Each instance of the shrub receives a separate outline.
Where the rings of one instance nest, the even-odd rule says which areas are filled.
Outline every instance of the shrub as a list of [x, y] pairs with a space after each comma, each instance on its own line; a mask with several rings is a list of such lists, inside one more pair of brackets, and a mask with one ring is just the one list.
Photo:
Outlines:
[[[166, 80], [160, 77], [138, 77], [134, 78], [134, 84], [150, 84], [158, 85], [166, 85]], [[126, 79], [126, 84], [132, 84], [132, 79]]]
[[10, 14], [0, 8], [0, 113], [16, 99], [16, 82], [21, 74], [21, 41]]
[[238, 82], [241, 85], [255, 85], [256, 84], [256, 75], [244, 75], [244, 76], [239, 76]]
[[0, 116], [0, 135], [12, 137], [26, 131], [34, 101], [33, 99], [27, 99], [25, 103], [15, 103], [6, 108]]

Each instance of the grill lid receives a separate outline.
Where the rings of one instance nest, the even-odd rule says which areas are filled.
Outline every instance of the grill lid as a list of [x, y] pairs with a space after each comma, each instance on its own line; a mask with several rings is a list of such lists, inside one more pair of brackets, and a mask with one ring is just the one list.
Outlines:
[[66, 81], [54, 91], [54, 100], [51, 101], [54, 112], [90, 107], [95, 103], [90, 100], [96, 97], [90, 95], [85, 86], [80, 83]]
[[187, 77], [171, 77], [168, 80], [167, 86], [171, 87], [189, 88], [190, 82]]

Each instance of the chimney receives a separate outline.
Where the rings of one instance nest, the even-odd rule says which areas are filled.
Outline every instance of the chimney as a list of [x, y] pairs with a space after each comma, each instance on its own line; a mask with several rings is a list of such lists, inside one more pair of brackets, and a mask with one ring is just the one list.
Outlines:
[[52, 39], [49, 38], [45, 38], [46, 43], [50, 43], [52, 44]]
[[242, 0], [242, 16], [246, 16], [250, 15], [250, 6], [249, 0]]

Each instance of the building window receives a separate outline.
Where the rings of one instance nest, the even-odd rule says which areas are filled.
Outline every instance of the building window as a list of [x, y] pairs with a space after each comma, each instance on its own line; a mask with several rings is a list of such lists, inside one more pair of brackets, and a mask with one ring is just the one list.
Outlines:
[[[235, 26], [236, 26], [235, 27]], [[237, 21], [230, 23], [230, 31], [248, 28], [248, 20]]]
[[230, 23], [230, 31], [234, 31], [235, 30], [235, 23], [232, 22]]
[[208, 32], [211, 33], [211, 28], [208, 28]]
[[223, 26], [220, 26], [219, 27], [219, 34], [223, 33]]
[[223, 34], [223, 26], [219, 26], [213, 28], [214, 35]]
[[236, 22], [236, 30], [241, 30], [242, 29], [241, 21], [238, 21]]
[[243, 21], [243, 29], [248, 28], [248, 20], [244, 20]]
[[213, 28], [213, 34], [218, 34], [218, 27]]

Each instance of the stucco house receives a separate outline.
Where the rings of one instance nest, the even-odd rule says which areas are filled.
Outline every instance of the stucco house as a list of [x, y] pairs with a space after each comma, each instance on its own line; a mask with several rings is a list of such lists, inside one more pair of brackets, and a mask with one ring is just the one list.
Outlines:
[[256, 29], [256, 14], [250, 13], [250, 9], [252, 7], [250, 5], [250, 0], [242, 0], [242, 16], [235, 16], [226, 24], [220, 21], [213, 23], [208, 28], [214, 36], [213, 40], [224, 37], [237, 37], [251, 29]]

+---+

• [WHAT IS NEEDED]
Please reproduce the listing above, replacing each occurrence of "instance" with "object" and changing nothing else.

• [TASK SOLUTION]
Each object of the shrub receives a separate outline.
Where the rings of one object nest, the even-odd rule says which areas are filled.
Outline every object of the shrub as a list of [x, y] pairs with a space after each comma, each object on its own line; a mask with several rings is a list of such lists, inside one more pair of brackets, and a mask with one ring is just the one list.
Photo:
Outlines:
[[[166, 80], [160, 77], [138, 77], [134, 78], [134, 84], [150, 84], [158, 85], [166, 85]], [[126, 79], [126, 84], [132, 84], [132, 79]]]
[[10, 14], [0, 8], [0, 113], [16, 99], [16, 82], [21, 74], [21, 41]]
[[238, 82], [241, 85], [255, 85], [256, 84], [256, 75], [244, 75], [244, 76], [239, 76]]
[[0, 116], [0, 135], [12, 137], [26, 131], [34, 101], [33, 99], [27, 99], [25, 103], [15, 103], [6, 108]]

Each object of the grill lid receives a separate outline.
Where the rings of one object nest, the even-odd rule says which areas are filled.
Outline every object of the grill lid as a list of [x, y] pairs with a space after each comma, each object on its own line; a mask with several rings is a list of such lists, inside one more pair of brackets, and a mask with one ring is just the one list.
Outlines:
[[66, 81], [54, 91], [54, 100], [51, 101], [54, 112], [90, 107], [95, 103], [90, 100], [96, 97], [90, 95], [85, 86], [80, 83]]
[[187, 77], [171, 77], [168, 80], [167, 86], [171, 87], [189, 88], [190, 82]]

Each object of the chimney receives a separate outline.
Where the rings of one object nest, the even-odd rule says which areas are filled.
Outline every object of the chimney as a list of [x, y] pairs with a space after each comma, each object on its own line; a mask with several rings is a list of such lists, inside one more pair of brackets, and a mask with one ring is just the one list.
Outlines:
[[52, 39], [49, 38], [45, 38], [46, 43], [50, 43], [52, 44]]
[[242, 0], [242, 16], [246, 16], [250, 15], [250, 6], [249, 0]]

Each object of the building window receives a separate outline.
Where the rings of one object nest, the even-odd rule says which areas are filled.
Outline every object of the building window as a list of [x, y] pairs with a space after each comma, each object on its own line; a mask with several rings is a list of such lists, inside one more pair of brackets, and a mask with one ring is just the one list.
Outlines:
[[[235, 26], [236, 26], [235, 27]], [[237, 21], [230, 23], [230, 31], [248, 28], [248, 20]]]
[[230, 23], [230, 31], [234, 31], [235, 30], [235, 23], [232, 22]]
[[208, 32], [211, 33], [211, 28], [208, 28]]
[[223, 26], [220, 26], [219, 27], [219, 34], [223, 33]]
[[223, 34], [223, 26], [219, 26], [213, 28], [214, 35]]
[[236, 22], [236, 30], [241, 30], [242, 29], [241, 21], [238, 21]]
[[243, 21], [243, 29], [248, 28], [248, 20], [244, 20]]
[[213, 28], [213, 34], [218, 34], [218, 27]]

Each object of the stucco house receives a separate outline.
Where the rings of one object nest, the even-odd rule says which areas are filled.
Outline every object of the stucco house as a list of [x, y] pairs with a space after each comma, each object on its own line; a mask with several rings is a list of such lists, inside one more pair of brackets, and a mask with one ring is just the one list.
Outlines:
[[256, 29], [256, 14], [250, 13], [250, 9], [252, 7], [250, 5], [250, 0], [242, 0], [242, 16], [235, 16], [226, 24], [220, 21], [213, 23], [208, 28], [214, 36], [213, 40], [224, 37], [237, 37], [251, 29]]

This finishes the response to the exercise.